━━━ Documentgedeelte
Sarekat Islam

Leve de Heer en Mevrouw Soesman! (1919)

soesman
De Heer en Mevrouw Soesman te midden van familieleden, vrienden en bekenden. Dat is het enige bijschrift dat De Reflector in 1919 geeft bij een grote foto. Wie is wie?

Toen wist iedereen het, nu niet meer. Het is een aanmoediging voor ons allemaal om per vandaag op te gaan schrijven wie er op de foto’s staan die we in ons bezit hebben. Want een paar generaties verderop voelen ze zich zoals u en ik als we naar die mooie foto kijken, vol verlangen deze namen te leren kennen, omdat de namen ons dichter bij de mensen van toen brengen. Wie ze waren, wat ze verlangden en wat moeilijk was. Gewoon, hun leven in Indië.
Hier komt de foto. Daaronder schrijf ik verder.

soesman

De Reflector geeft wel informatie waarmee we verder kunnen zoeken. Dat heb ik een beetje gedaan, omdat ik een zwak heb voor de naam ‘Soesman’. Die kom ik vaak tegen in boeken over Indië. Er was een hotel Soesman, een toko Soesman dacht ik, in Semarang. Een arts Soesman. Noem maar, noem maar.

Zo begint De Reflector het artikel:

  • De heer Soesman, administrateur van suikerfabriek Soember Karang, vierde vorige week een dubbel feest, vertelt het Soerabaiasch Handelsblad.
  • Ten eerste was het de dag, waarop hij 25 jaar in den echt verbonden was met de dochter van welbekende heer van Aalst van Probolinggo; ten tweede nam hij bij het scheiden van zijn betrekking als beheerder van Soember Karang afscheid van het personeel.
  • ’s Morgens boden de geëmployeerden de familie Soesman een keurig zilveren theeservies aan en kwamen vele hunner kleintjes die door mevrouw Soesman nog ‘gebakerd’ waren, afscheid nemen van hun tweede moeder.

De suikerfabriek kwam ik in de archieven tegen als Soember Karang en Soember Kareng, een lettertje verschil dus.
Vooral die laatste alinea trof me.
━━━━━━
━━━ Datasetfragmenten
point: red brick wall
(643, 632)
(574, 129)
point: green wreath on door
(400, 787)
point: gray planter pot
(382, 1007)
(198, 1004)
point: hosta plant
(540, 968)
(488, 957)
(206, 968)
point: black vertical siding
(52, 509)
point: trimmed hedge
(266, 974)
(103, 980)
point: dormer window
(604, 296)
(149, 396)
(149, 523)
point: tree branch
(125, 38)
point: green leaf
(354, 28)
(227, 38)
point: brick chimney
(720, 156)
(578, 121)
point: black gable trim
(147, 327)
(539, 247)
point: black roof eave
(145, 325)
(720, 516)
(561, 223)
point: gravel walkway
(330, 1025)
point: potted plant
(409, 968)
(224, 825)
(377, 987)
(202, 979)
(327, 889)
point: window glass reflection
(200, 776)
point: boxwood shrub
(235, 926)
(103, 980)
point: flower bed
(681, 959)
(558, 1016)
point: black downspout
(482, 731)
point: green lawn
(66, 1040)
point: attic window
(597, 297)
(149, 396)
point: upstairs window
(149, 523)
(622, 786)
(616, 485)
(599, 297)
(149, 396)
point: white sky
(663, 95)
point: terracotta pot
━━━━━━
● Wat te maken
Schrijf uit het stuk over het echtpaar Soesman het gedeelte van "Toen wist iedereen" tot en met "schrijf ik verder." letterlijk over.

● Uitvoer hieronder
Toen wist iedereen het, nu niet meer. Het is een aanmoediging voor ons allemaal om per vandaag op te gaan schrijven wie er op de foto’s staan die we in ons bezit hebben. Want een paar generaties verderop voelen ze zich zoals u en ik als we naar die mooie foto kijken, vol verlangen deze namen te leren kennen, omdat de namen ons dichter bij de mensen van toen brengen. Wie ze waren, wat ze verlangden en wat moeilijk was. Gewoon, hun leven in Indië.
Hier komt de foto. Daaronder schrijf ik verder.